■ WHAT TO PRODUCE
Retype these records line for line, without changing a single character.

[Records from a dataset]
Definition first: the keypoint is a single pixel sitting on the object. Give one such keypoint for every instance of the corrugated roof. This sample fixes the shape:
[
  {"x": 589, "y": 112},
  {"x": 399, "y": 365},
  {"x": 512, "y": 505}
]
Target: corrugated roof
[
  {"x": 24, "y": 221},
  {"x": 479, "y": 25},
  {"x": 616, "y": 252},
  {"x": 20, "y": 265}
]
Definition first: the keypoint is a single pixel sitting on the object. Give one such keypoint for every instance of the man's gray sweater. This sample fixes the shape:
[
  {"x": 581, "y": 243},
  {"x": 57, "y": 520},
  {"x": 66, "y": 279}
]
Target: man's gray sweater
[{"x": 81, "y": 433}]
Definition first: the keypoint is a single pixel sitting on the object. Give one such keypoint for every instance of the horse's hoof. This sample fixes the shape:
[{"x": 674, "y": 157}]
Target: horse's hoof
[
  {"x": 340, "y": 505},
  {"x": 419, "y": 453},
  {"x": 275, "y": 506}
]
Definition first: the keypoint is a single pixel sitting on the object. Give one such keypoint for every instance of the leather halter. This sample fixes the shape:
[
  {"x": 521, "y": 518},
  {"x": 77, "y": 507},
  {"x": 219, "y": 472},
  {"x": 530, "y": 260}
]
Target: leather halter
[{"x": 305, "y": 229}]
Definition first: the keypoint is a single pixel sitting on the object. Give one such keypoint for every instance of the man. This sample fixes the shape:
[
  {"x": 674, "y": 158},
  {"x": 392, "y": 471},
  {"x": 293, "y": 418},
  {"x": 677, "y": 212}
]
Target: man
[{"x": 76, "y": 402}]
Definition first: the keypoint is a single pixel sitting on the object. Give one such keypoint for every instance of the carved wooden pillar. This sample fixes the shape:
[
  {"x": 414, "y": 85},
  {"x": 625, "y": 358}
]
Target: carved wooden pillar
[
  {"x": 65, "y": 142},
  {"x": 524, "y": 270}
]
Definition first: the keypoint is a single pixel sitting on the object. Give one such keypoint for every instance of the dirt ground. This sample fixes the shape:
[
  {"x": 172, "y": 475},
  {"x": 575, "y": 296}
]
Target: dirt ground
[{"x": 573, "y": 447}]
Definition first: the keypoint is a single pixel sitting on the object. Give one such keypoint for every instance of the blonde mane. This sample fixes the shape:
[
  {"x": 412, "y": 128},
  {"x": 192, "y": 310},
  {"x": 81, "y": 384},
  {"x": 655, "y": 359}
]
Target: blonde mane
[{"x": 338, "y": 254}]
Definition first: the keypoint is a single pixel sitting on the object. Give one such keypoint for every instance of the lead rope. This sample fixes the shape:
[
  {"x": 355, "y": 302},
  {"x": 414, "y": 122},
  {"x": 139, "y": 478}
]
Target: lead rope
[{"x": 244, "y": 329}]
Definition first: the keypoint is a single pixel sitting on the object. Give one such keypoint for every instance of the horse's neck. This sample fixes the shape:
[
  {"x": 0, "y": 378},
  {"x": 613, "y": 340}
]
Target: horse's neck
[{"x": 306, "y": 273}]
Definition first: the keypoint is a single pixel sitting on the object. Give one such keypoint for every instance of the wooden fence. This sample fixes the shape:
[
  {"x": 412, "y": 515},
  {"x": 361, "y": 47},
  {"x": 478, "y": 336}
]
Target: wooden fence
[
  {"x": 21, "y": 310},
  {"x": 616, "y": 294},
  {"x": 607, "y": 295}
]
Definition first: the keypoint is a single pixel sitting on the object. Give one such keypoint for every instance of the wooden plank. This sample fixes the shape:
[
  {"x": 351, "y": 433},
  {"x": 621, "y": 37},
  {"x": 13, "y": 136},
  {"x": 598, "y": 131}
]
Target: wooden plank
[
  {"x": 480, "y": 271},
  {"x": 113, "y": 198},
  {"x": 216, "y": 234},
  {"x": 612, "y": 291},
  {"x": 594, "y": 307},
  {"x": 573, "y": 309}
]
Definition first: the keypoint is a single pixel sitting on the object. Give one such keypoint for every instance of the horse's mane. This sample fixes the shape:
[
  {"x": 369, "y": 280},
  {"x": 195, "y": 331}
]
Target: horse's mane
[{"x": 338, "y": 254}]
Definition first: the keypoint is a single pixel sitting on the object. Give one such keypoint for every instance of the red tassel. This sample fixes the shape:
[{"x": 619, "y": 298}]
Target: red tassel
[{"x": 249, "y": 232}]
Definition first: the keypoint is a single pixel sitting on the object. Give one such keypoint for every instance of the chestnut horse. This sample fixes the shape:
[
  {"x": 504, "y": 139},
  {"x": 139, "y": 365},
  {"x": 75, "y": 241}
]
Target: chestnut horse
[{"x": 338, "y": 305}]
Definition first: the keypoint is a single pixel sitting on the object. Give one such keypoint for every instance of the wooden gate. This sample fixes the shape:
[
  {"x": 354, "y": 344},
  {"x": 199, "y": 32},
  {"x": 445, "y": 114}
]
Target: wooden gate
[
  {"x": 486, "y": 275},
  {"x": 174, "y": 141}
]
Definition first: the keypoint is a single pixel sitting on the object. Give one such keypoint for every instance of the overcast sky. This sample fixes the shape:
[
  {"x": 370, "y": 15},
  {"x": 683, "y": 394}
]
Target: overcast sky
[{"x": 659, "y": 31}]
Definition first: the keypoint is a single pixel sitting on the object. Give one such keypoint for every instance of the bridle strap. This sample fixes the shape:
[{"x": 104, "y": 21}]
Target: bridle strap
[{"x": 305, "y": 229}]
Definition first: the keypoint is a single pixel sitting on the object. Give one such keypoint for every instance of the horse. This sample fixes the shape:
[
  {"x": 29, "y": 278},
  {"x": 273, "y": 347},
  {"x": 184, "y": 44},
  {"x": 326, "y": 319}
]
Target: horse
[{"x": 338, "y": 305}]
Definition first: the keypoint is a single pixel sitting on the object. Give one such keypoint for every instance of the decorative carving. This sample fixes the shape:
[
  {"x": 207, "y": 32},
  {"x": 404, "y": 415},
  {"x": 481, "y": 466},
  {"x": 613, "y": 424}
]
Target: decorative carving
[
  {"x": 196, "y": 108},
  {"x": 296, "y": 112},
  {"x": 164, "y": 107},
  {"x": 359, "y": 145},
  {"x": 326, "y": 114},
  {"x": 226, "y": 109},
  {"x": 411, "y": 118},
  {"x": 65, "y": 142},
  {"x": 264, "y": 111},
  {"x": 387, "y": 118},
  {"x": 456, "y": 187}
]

■ EXERCISE SOLUTION
Definition first: the keypoint is a single pixel sitting on the object. Give one such keypoint for every instance of the corrugated roof. This sample fixes the shape:
[
  {"x": 589, "y": 112},
  {"x": 399, "y": 365},
  {"x": 512, "y": 505}
]
Target: corrugated roof
[
  {"x": 24, "y": 221},
  {"x": 479, "y": 25},
  {"x": 616, "y": 252},
  {"x": 20, "y": 265}
]
Definition first: the keypoint is a single pixel sitting on the object. Give one such keypoint for every instance of the man's gray sweater. This sample fixes the shape:
[
  {"x": 581, "y": 243},
  {"x": 57, "y": 520},
  {"x": 66, "y": 279}
]
Target: man's gray sweater
[{"x": 81, "y": 433}]
Definition first: the keypoint is a single pixel sitting on the object. Give one such keypoint for every instance of the horse's hoof. This sample fixes the shape:
[{"x": 674, "y": 157}]
Target: horse's hoof
[
  {"x": 340, "y": 505},
  {"x": 419, "y": 453},
  {"x": 275, "y": 506}
]
Definition first: the keypoint is a single pixel sitting on the object. Give one such keypoint for every instance of the leather halter. This sample fixes the shape:
[
  {"x": 521, "y": 518},
  {"x": 77, "y": 507},
  {"x": 219, "y": 472},
  {"x": 530, "y": 260}
]
Target: leather halter
[{"x": 305, "y": 229}]
Definition first: the keypoint is a single pixel sitting on the object. Give one such keypoint for every instance of the man. This sample fixes the shape:
[
  {"x": 674, "y": 158},
  {"x": 392, "y": 471},
  {"x": 293, "y": 418},
  {"x": 677, "y": 212}
]
Target: man
[{"x": 76, "y": 402}]
Definition first: the keypoint is a single pixel sitting on the object. Give one such keypoint for every instance of the carved wooden pillar. This sample fixes the shape:
[
  {"x": 414, "y": 85},
  {"x": 625, "y": 358}
]
Target: carved wooden pillar
[
  {"x": 65, "y": 142},
  {"x": 524, "y": 270}
]
Definition first: the keypoint is a single pixel sitting on the object. Give one such keypoint for every instance of the dirt ground. This sample fixes the shape:
[
  {"x": 172, "y": 475},
  {"x": 575, "y": 296}
]
Target: dirt ground
[{"x": 573, "y": 447}]
Definition first: the keypoint is a single pixel sitting on the object. Give one such keypoint for every instance of the blonde mane. This sample fixes the shape:
[
  {"x": 412, "y": 128},
  {"x": 192, "y": 310},
  {"x": 81, "y": 384},
  {"x": 655, "y": 359}
]
Target: blonde mane
[{"x": 338, "y": 254}]
Definition first: the keypoint is a single pixel sitting on the object. Give one such keypoint for every instance of the lead rope. This sample fixes the shape:
[
  {"x": 355, "y": 302},
  {"x": 414, "y": 122},
  {"x": 139, "y": 478}
]
Target: lead rope
[{"x": 244, "y": 329}]
Definition first: the keypoint is a single pixel sitting on the object. Give one such keypoint for every instance of the horse's neck. This sample fixes the shape:
[
  {"x": 0, "y": 378},
  {"x": 613, "y": 340}
]
Target: horse's neck
[{"x": 306, "y": 273}]
Definition first: the keypoint is a single pixel sitting on the object. Give one such keypoint for every instance of the wooden fence. This sample fixes the shape:
[
  {"x": 412, "y": 515},
  {"x": 361, "y": 47},
  {"x": 478, "y": 336}
]
Target: wooden fence
[
  {"x": 21, "y": 310},
  {"x": 616, "y": 294},
  {"x": 607, "y": 295}
]
Definition first: the keypoint is a single pixel sitting on the object. Give one such keypoint for every instance of the wooden plank. This sample fixes the shape:
[
  {"x": 351, "y": 433},
  {"x": 621, "y": 37},
  {"x": 13, "y": 136},
  {"x": 598, "y": 131}
]
Target: wooden plank
[
  {"x": 480, "y": 271},
  {"x": 113, "y": 198},
  {"x": 216, "y": 234},
  {"x": 612, "y": 291},
  {"x": 594, "y": 307},
  {"x": 573, "y": 309}
]
Definition first: the keypoint is a single pixel sitting on the object. Give one such keypoint for every instance of the horse's mane. This sample fixes the shape:
[
  {"x": 369, "y": 280},
  {"x": 195, "y": 331}
]
Target: horse's mane
[{"x": 338, "y": 254}]
Definition first: the keypoint is a single pixel sitting on the object. Give one such keypoint for every instance of the red tassel. This sample fixes the shape:
[{"x": 619, "y": 298}]
Target: red tassel
[{"x": 249, "y": 232}]
Definition first: the keypoint is a single pixel sitting on the object. Give one such keypoint for every instance of the chestnut horse. This sample fixes the shape:
[
  {"x": 504, "y": 139},
  {"x": 139, "y": 365},
  {"x": 75, "y": 241}
]
Target: chestnut horse
[{"x": 338, "y": 305}]
Definition first: the keypoint is a single pixel sitting on the object. Give one such keypoint for every instance of the wooden gate. This sample fixes the shape:
[
  {"x": 354, "y": 344},
  {"x": 199, "y": 32},
  {"x": 445, "y": 114}
]
Target: wooden gate
[
  {"x": 486, "y": 275},
  {"x": 174, "y": 141}
]
Definition first: the keypoint is a single pixel sitting on the object. Give one such keypoint for every instance of the overcast sky. This sample fixes the shape:
[
  {"x": 370, "y": 15},
  {"x": 683, "y": 394}
]
Target: overcast sky
[{"x": 659, "y": 31}]
Definition first: the keypoint is a single pixel sitting on the object. Give one such keypoint for every instance of the bridle strap. This sample fixes the shape:
[{"x": 104, "y": 21}]
Target: bridle strap
[{"x": 305, "y": 229}]
Definition first: the keypoint is a single pixel sitting on the object. Give one such keypoint for every instance of the horse. This sample fixes the shape:
[
  {"x": 29, "y": 278},
  {"x": 273, "y": 347},
  {"x": 184, "y": 44},
  {"x": 326, "y": 319}
]
Target: horse
[{"x": 338, "y": 305}]
Definition first: the keypoint is a single pixel sitting on the object. Give one such keypoint for every instance of the decorative carving. This sample fixes the shape:
[
  {"x": 207, "y": 32},
  {"x": 404, "y": 415},
  {"x": 481, "y": 466},
  {"x": 613, "y": 424}
]
Target: decorative carving
[
  {"x": 196, "y": 108},
  {"x": 296, "y": 112},
  {"x": 164, "y": 107},
  {"x": 359, "y": 145},
  {"x": 326, "y": 114},
  {"x": 226, "y": 109},
  {"x": 411, "y": 118},
  {"x": 65, "y": 142},
  {"x": 264, "y": 111},
  {"x": 387, "y": 118},
  {"x": 456, "y": 187}
]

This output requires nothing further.